§ Seitentext:

Um sich die Ausschließlichkeitsrechte zu sichern, ließ sich der Beklagte diese Bezeichnung im Jahr 2005 als Unionswortmarke für die Klassen 5, 29, 30 und 33 des Nizzaer Klassifikationsübereinkommens mit Priorität 17. 5. 2005 schützen. Er handelte dabei mit dem Vorsatz, die Klägerin von der benutzten Anpreisung auszuschließen, damit seine Marktchancen zu ihren Lasten erhöht werden.

Im Verfahren AZ 11 Cg 5/07h vor dem Handelsgericht Wien machte der hier Beklagte gegen die Klägerin aus der für ihn registrierten Gemeinschaftsmarke „Baucherlwärmer“ klagsweise Ansprüche auf Unterlassung, Beseitigung und Zahlung geltend. Diese Klage wurde vom Erstgericht wegen bösgläubiger Markenrechtsanmeldung abgewiesen, die Entscheidung ist noch nicht rechtskräftig (das Revisionsverfahren ist unterbrochen, vgl 4 Ob 217/17s).

§ Aufgabe: Gib aus dem Text über die Marke „Baucherlwärmer“ den Abschnitt wortgetreu wieder, der bei „Um sich die“ beginnt und bei „ist unterbrochen, vgl 4 Ob 217/17s).“ endet.

§ Bereitgestelltes Material:

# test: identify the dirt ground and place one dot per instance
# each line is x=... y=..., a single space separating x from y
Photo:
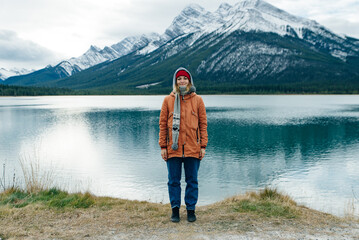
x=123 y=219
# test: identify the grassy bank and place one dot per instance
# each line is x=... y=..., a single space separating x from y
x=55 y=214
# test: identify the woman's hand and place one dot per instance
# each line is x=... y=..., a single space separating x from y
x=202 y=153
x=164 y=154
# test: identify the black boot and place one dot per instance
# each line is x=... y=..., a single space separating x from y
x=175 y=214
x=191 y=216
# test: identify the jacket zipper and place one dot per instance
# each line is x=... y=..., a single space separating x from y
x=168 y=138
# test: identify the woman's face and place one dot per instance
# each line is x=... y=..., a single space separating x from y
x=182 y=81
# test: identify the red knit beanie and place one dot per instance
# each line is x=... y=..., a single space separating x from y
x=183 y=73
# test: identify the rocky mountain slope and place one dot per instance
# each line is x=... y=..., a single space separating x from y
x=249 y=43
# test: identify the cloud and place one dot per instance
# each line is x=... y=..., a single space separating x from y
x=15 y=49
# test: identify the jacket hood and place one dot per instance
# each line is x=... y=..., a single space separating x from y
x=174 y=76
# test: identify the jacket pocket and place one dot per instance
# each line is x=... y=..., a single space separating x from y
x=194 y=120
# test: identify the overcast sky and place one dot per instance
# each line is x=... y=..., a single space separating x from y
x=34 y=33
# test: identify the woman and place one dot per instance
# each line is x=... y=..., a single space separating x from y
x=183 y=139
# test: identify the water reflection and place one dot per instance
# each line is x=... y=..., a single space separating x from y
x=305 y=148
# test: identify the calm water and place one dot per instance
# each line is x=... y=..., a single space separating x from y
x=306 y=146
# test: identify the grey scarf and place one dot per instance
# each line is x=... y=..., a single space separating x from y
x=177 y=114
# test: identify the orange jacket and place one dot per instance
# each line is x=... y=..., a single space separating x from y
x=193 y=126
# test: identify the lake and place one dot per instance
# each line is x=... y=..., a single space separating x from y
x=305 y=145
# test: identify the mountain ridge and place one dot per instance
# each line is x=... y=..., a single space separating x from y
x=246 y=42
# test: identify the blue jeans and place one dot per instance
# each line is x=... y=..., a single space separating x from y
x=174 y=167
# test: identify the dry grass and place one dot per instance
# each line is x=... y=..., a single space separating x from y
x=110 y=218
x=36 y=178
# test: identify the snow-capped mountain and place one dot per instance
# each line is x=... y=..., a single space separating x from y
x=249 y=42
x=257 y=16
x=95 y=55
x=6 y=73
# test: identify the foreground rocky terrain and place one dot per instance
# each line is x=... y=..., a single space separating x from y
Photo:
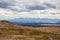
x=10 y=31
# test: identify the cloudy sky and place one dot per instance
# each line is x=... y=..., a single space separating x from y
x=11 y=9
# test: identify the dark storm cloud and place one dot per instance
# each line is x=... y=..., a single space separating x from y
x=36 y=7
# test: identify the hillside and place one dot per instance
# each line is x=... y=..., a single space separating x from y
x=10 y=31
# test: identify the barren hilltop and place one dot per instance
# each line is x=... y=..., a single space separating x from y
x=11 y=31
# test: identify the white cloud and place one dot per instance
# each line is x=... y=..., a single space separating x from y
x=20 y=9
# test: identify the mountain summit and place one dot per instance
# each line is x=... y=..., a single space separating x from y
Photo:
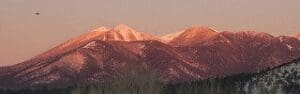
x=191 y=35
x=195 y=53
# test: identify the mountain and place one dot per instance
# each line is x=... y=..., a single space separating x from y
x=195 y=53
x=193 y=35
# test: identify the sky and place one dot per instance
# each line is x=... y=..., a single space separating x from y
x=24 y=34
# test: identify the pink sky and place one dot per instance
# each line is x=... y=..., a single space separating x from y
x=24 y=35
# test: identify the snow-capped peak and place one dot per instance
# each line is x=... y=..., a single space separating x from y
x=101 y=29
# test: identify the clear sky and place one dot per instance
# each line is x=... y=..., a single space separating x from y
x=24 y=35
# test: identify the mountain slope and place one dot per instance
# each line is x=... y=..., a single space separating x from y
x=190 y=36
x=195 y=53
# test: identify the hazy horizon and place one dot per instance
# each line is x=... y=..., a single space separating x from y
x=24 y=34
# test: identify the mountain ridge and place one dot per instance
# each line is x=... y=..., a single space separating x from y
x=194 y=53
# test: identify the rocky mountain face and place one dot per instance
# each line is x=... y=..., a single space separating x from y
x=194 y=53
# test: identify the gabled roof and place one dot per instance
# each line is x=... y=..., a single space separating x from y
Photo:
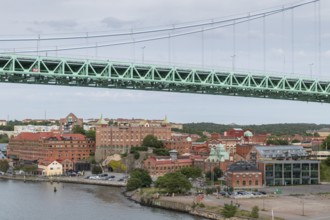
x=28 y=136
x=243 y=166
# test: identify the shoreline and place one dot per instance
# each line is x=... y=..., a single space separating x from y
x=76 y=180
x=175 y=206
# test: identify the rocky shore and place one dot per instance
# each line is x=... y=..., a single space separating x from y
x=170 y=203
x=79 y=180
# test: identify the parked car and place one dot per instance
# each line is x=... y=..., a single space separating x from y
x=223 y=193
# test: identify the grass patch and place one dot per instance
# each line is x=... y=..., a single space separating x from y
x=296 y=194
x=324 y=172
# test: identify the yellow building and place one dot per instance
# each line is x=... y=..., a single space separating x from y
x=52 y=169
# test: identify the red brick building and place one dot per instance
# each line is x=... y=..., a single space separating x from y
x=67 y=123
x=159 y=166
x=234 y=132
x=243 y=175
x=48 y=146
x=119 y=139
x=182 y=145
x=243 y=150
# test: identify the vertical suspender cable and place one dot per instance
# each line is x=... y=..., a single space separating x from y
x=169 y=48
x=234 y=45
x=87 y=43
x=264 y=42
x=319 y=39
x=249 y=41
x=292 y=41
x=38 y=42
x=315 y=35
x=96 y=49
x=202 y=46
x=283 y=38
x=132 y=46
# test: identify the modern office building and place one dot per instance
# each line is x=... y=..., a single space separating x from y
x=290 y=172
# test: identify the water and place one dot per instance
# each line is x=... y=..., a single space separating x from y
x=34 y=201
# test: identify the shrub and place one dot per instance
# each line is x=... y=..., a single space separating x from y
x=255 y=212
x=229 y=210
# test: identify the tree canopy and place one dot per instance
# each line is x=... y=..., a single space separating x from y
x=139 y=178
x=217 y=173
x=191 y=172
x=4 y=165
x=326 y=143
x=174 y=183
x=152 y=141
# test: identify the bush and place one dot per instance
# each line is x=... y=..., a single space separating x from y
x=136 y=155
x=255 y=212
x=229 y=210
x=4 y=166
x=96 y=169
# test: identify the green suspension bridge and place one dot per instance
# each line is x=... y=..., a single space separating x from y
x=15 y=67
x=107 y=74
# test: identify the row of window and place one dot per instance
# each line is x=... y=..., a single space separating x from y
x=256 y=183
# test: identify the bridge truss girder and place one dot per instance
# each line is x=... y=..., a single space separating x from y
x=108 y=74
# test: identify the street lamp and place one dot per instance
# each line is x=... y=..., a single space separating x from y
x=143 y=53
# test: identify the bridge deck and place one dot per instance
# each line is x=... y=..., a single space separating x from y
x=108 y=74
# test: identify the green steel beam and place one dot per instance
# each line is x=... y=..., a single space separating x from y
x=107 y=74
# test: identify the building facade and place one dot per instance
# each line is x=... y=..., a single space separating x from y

§ Antwort:
Um sich die Ausschließlichkeitsrechte zu sichern, ließ sich der Beklagte diese Bezeichnung im Jahr 2005 als Unionswortmarke für die Klassen 5, 29, 30 und 33 des Nizzaer Klassifikationsübereinkommens mit Priorität 17. 5. 2005 schützen. Er handelte dabei mit dem Vorsatz, die Klägerin von der benutzten Anpreisung auszuschließen, damit seine Marktchancen zu ihren Lasten erhöht werden.

Im Verfahren AZ 11 Cg 5/07h vor dem Handelsgericht Wien machte der hier Beklagte gegen die Klägerin aus der für ihn registrierten Gemeinschaftsmarke „Baucherlwärmer“ klagsweise Ansprüche auf Unterlassung, Beseitigung und Zahlung geltend. Diese Klage wurde vom Erstgericht wegen bösgläubiger Markenrechtsanmeldung abgewiesen, die Entscheidung ist noch nicht rechtskräftig (das Revisionsverfahren ist unterbrochen, vgl 4 Ob 217/17s).